• [Supplied text]
Power BI Datamart is one of the recent components added to the Power BI ecosystem. This component can take the architecture of Power BI implementation to the next level by bringing one unified UI to build the Dataflow, the data warehouse using Azure SQL Database, and the shared Dataset. Because Datamart requires premium (PPU or Premium capacity) licensing, I did not explain it in the original version of the architecture.

If you have the required licensing, I would recommend using Datamart, which will bring the Datawarehouse as the fourth layer of the Power BI architecture.

Power BI Solution Architecture using Datamart

I have explained Datamart in some other articles, which I recommend you to study here;

Layered Architecture for Dataflow

The architecture mentioned above includes three (or four if you use Datamart) layers. However, this can be expanded into many more layers in a real-world situation. The Data preparation layer, which is done by Dataflow, can split into multiple layers itself. I have explained this concept in my article here. I copied the related parts of that below;

*The below is referenced from my article here: https://docs.microsoft.com/en-us/power-query/dataflows/best-practices-for-dimensional-model-using-dataflows*

Staging dataflows

One of the key points in any data integration system is to reduce the number of reads from the source operational system. In the traditional data integration architecture, this reduction is made by creating a new database called a staging database. The purpose of the staging database is to load data as-is from the data source into the staging database on a regular schedule.

The rest of the data integration will then use the staging database as the source for further transformation and converting it to the dimensional model structure.

We recommended that you follow the same approach using dataflows. Create a set of dataflows that are responsible for just loading data as-is from the source system (and only for the tables you need). The result is then stored in the storage structure of the Dataflow (either Azure Data Lake Storage or Dataverse). This change ensures that the read operation from the source system is minimal.

Next, you can create other dataflows that source their data from staging dataflows. The benefits of this approach include:

Reducing the number of read operations from the source system, and reducing the load on the source system as a result.
Reducing the load on data gateways if an on-premises data source is used.
Having an intermediate copy of the data for reconciliation purpose, in case the source system data changes.
Making the transformation dataflows source-independent.

• [Required work]
• A. How would you translate this sentence from the Power BI architecture text into Spanish: "The purpose of the staging database is to load data as-is from the data source into the staging database on a regular schedule."
• B. Can you carry on the Power BI architecture text, starting right after its last line, "Making the transformation dataflows source-independent."

• [Given data]
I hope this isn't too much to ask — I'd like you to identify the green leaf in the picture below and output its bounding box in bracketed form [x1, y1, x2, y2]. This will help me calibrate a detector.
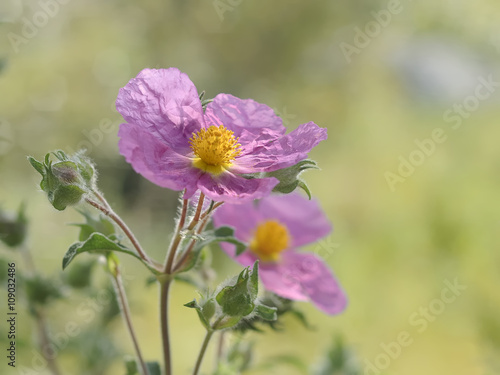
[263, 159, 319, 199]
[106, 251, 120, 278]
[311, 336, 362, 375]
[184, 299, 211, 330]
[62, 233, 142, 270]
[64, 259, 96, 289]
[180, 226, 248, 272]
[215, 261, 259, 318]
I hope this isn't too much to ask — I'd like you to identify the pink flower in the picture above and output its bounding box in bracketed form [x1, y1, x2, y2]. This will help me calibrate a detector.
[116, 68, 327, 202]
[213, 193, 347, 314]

* * *

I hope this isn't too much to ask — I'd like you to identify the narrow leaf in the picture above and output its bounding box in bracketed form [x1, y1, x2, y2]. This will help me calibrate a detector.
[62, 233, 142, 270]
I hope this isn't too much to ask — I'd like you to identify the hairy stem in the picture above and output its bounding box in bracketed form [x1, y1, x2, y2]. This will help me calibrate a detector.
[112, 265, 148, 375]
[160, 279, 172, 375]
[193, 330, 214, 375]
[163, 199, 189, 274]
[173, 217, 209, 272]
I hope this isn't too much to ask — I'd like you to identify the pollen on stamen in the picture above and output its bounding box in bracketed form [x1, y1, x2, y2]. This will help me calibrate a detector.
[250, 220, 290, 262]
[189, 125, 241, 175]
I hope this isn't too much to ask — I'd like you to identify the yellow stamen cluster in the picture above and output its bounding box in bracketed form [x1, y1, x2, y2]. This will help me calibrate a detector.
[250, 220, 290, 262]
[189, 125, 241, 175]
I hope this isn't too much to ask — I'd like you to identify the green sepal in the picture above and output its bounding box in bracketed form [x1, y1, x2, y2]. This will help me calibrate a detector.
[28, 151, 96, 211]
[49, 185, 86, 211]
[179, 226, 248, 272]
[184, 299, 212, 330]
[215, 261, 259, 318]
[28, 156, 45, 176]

--

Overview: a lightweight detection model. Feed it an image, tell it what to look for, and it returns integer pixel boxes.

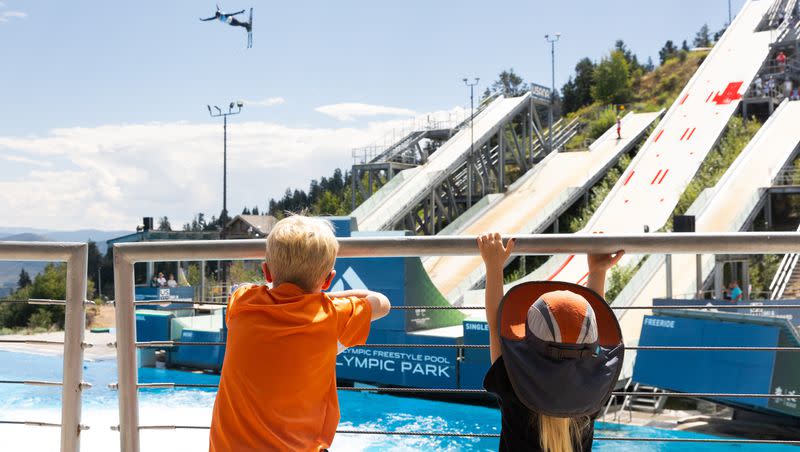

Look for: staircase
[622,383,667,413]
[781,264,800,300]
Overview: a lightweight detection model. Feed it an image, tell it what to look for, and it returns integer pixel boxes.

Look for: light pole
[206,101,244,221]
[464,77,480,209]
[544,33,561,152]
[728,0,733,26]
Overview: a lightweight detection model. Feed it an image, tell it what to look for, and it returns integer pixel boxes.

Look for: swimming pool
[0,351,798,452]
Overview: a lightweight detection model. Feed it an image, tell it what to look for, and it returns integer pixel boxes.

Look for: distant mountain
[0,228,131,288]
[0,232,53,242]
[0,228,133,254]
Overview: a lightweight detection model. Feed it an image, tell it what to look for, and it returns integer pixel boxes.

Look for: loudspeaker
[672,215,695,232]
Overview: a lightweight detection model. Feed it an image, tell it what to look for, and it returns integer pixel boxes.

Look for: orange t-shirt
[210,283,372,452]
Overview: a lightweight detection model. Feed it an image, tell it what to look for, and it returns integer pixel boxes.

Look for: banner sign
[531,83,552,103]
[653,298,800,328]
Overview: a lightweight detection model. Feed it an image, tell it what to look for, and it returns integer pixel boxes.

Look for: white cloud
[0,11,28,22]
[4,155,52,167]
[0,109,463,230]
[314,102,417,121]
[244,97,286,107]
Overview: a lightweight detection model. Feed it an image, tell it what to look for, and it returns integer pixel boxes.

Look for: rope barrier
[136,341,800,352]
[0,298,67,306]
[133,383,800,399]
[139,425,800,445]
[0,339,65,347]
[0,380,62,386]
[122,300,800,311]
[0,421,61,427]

• [Expected results]
• A. El propósito de la base de datos de staging es cargar los datos tal cual desde el origen de datos en la base de datos de staging con una programación periódica.

• B.
Image emphasizing staging dataflows and staging storage, and showing the data being accessed from the data source by the staging dataflow, and entities being stored in either Cadavers or Azure Data Lake Storage. The entities are then shown being transformed along with other dataflows, which are then sent out as queries.

Transformation dataflows

When you’ve separated your transformation dataflows from the staging dataflows, the transformation will be independent of the source. This separation helps if you’re migrating the source system to a new system. All you need to do in that case is to change the staging dataflows. The transformation dataflows are likely to work without any problem because they’re sourced only from the staging dataflows.

This separation also helps in case the source system connection is slow. The transformation Dataflow won’t need to wait for a long time to get records coming through a slow connection from the source system. The staging Dataflow has already done that part, and the data will be ready for the transformation layer.

Image similar to the previous image, except transformations are emphasized, and the data is being sent to the data warehouse. — Transformation Dataflows

Layered Dataflow Architecture

A layered architecture is an architecture in which you perform actions in separate layers. The staging and transformation dataflows can be two layers of a multi-layered dataflow architecture. Trying to do actions in layers ensures the minimum maintenance required. When you want to change something, you just need to change it in the layer in which it’s located. The other layers should all continue to work fine.

The following image shows a multi-layered architecture for dataflows in which their entities are then used in Power BI datasets.

The Dataflow layered architecture is not only helpful if you are using the 3-layered architecture, it is also helpful if you use the 4-layered architecture with the Datamart. The Datamart can get data from dataflow that are ingesting data from some other transformation dataflow, which are then getting data from the data source using some staging dataflows.

*The above is referenced from my article here: https://docs.microsoft.com/en-us/power-query/dataflows/best-practices-for-dimensional-model-using-dataflows*

Chained Datasets

Power BI Datasets can also be implemented in multiple layers. Chained datasets do this. Chained Datasets are datasets that are using DirectQuery to Power BI Dataset. These chained datasets can have further modeling or combining data from other sources in them. This is particularly helpful for scenarios where data analysts use a centralized model built by the BI team and extend it to a smaller chained model for their use cases.

As you see in the examples above, the Dataflow and the Dataset can become multiple layers each. The number of layers in the architecture is not an important factor. Designing the layers in a way that leads to less maintenance and more re-usable objects and components is the critical thing to consider when you design the architecture of a Power BI solution.

What about Enterprise Architecture?

You might already use Power BI in an enterprise solution using Azure Data Factory or SSIS as the ETL tool, and SSAS as the modeling tool and Power BI live connection as the visualization tool. Such architecture is similar to what I mentioned here already. If you already have that architecture in place, I recommend you to proceed with that.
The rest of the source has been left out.